----- EXCERPTED PASSAGE

- Full name: Ikast Håndbold
- Founded: 20 June 1970
- Arena: IBF Arena
- Capacity: 3,000
- President: Daniel Grønhøj Rytter Hansen
- Head coach: Claus Mogensen
- Captain: Stine Skogrand
- League: Bambusa Kvindeligaen
- 2025–26: 4th
| Home | Away |

= Ikast Håndbold =

Danish handball club

Ikast Håndbold is a Danish professional women's handball club based in Ikast. They have competed in Damehåndboldligaen, Denmark's primary handball league, since 1991.

== History ==
The club was founded as Ikast FS Håndboldafdeling on 20 June 1970 as a merger of the handball departments of Ikast DUI and Ikast Skytte Gymnastik Forening as a part of the multi-sports club Ikast FS. Their breakthrough came in 1991 when they won the Danish Cup and reached the top division, Dame Håndbold Ligaen. They saw success again in 1998 as they won their first Danish Championship gold.

----------
----- DATA SECTION

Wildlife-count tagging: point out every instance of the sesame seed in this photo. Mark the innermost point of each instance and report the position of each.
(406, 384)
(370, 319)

----------

## GOALS:
**A)** Could you reproduce the Ikast Håndbold article word for word between "Danish handball club" and "league, since 1991.", inclusive?
**B)** Will you carry the Ikast Håndbold article forward from its final sentence?

## ANSWERS:
**A)**
Danish handball club

Ikast Håndbold is a Danish professional women's handball club based in Ikast. They have competed in Damehåndboldligaen, Denmark's primary handball league, since 1991.

**B)**
In 1997 the elite team was placed in the company Ikast FS Elitehåndbold ApS, and they became the first Danish handball team selling stocks. In 1999 they established coorporation with Bording KFUM, and changed name to Ikast-Bording EH.

At the beginning of November 2008, it was announced that the professional division of Ikast-Brande EH had been taken over by football club FC Midtjylland. As a result, the team changed their name to FC Midtjylland Håndbold and switched colors from blue and yellow to red and black. In November 2017, it was announced that FC Midtjylland had sold off the handball team to a group of investors. From the 2018–19 season, they were renamed Herning Ikast Håndbold. In 2023 the name was changed to Ikast Håndbold to signify the connection to the founding clubs in Ikast.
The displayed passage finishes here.